*SUPPLIED PASSAGE*
◇ ◇ ◇ ◇ ◇ ◇ ◇
Skip to content

Aggregates

DDD CQRS ES

DDD emphasizes on representing domain concepts as closely as possible in code. To accomplish this, DDD outlines a set of tactical patterns that we could use to model the domain. When you want to model domain concepts that have a unique identity and that change continuously over a long period of time, you represent them as Aggregates and Entities.

Aggregates are fundamental, coarse-grained building blocks of a domain model. They are conceptual wholes - they enclose all behaviors and data of a distinct domain concept. Aggregates are often composed of one or more Aggregate Elements, that work together to codify the concept.

Traditional DDD refers to such entities as Aggregate Roots because they compose and manage a cluster of objects. In Protean, the term Aggregate and Aggregate Root are synonymous.

Aggregates are defined with the Domain.aggregate decorator:

from protean.domain import Domain
from protean.fields import Date, String

publishing = Domain()


@publishing.aggregate
class Post:
    name: String(max_length=50)
    created_on: Date()

In the example above, Post is defined to as an Aggregate with two fields, name and created_on, and registered with the publishing domain.

Read more about Domain.aggregate in element decorators.

Fields

Aggregates enclose a number of fields and associate behaviors with them to represent a domain concept.

from protean.domain import Domain
from protean.fields import Date, String

publishing = Domain()


@publishing.aggregate
class Post:
    name: String(max_length=50)
    created_on: Date()

Here, Post aggregate has two fields:

  • name, a String field
  • created_on, a Date field

You can finely configure each field with various options (like max_length in String's case), add validations (like required to indicate that a field is mandatory), and also fine-tune how it is persisted (like a database column name in referenced_as).

The full list of available fields in Protean and their options is available in Data Fields section.

Initialization

An aggregate can be initialized by passing field values as key-value pairs:

import json

from protean.domain import Domain
from protean.fields import Date, String

publishing = Domain(name="Publishing")


@publishing.aggregate
class Post:
    name: String(max_length=50)
    created_on: Date()


with publishing.domain_context():
    post = Post(name="My First Post", created_on="2024-01-01")
◇ ◇ ◇ ◇ ◇ ◇ ◇
*DATA SUPPLIED*
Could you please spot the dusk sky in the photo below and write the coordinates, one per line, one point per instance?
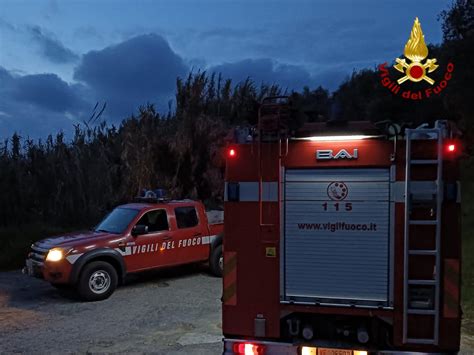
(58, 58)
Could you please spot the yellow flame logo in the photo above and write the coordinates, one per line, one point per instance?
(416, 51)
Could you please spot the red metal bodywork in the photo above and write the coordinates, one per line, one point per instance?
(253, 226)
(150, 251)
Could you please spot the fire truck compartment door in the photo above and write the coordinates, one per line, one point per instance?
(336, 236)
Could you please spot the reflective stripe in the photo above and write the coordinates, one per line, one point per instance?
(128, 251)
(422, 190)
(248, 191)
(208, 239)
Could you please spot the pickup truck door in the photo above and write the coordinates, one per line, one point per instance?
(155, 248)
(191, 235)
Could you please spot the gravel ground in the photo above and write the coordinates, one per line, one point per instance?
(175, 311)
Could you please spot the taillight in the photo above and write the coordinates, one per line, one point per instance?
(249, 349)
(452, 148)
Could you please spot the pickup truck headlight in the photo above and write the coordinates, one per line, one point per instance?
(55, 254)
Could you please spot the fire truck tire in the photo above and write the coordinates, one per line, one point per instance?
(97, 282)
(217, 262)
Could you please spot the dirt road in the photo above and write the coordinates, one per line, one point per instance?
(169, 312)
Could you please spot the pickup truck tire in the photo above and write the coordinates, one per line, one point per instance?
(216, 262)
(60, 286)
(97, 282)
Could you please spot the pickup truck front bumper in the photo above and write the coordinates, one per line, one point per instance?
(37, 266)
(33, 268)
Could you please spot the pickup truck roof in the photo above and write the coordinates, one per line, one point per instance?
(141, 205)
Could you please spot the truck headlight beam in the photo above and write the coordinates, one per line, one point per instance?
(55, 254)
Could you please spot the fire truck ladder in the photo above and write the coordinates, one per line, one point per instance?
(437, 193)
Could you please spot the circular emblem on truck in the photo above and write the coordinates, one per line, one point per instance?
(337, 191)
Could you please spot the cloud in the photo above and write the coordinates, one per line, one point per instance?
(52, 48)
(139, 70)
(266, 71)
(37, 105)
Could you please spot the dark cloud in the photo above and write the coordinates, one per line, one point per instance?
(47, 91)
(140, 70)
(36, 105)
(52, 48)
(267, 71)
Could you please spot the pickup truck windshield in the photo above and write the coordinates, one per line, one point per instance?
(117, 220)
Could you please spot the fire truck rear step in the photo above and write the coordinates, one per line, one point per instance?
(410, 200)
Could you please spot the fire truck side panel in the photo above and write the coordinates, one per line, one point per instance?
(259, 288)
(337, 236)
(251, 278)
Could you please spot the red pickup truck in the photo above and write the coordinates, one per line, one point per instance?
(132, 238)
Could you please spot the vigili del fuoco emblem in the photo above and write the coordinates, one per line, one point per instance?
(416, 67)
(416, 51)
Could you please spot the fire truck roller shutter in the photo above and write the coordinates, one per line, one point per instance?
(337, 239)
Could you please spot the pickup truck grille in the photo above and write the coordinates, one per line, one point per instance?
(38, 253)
◇ ◇ ◇ ◇ ◇ ◇ ◇
*SHORT TASK 1*
In the text on aggregates, which two terms does Protean treat as synonymous?
*SHORT TASK 2*
Resume the text on aggregates, picking up right after the line that creates the Post instance.
The listing comes from a different source than the text on aggregates.

*TASK ANSWER 1*
Aggregate and Aggregate Root.

*TASK ANSWER 2*
    print(json.dumps(post.to_dict(), indent=4))

This would output something like:

{
    "name": "My First Post",
    "created_on": "2024-01-01",
    "id": "d42d695a-0b9b-4c4f-b8c0-c122f67e4e58"
}

You see an id attribute appear in the results. We discuss identity deeply in the identity section.


Advanced

The following section covers event-sourced aggregate initialization, relevant when using the Event Sourcing pathway.

Event-Sourced Aggregates

For event-sourced aggregates, the standard constructor is typically not used in business methods. Instead, factory methods use _create_new() to create a blank aggregate with auto-generated identity, then raise a creation event whose @apply handler populates the remaining state:

@domain.aggregate(is_event_sourced=True)
class Order:
    customer_name: String(max_length=150, required=True)
    status: String(max_length=20, default="PENDING")

    @classmethod
    def place(cls, customer_name):
        order = cls._create_new()
        order.raise_(OrderPlaced(
            order_id=str(order.id),
            customer_name=customer_name,
        ))
        return order

    @apply
    def when_placed(self, event: OrderPlaced):
        self.customer_name = event.customer_name
        self.status = "PENDING"

This ensures the creation event's @apply handler is the single source of truth for setting initial state — the same handler runs during both live creation and event replay. See the Event Sourcing pathway for a complete walkthrough.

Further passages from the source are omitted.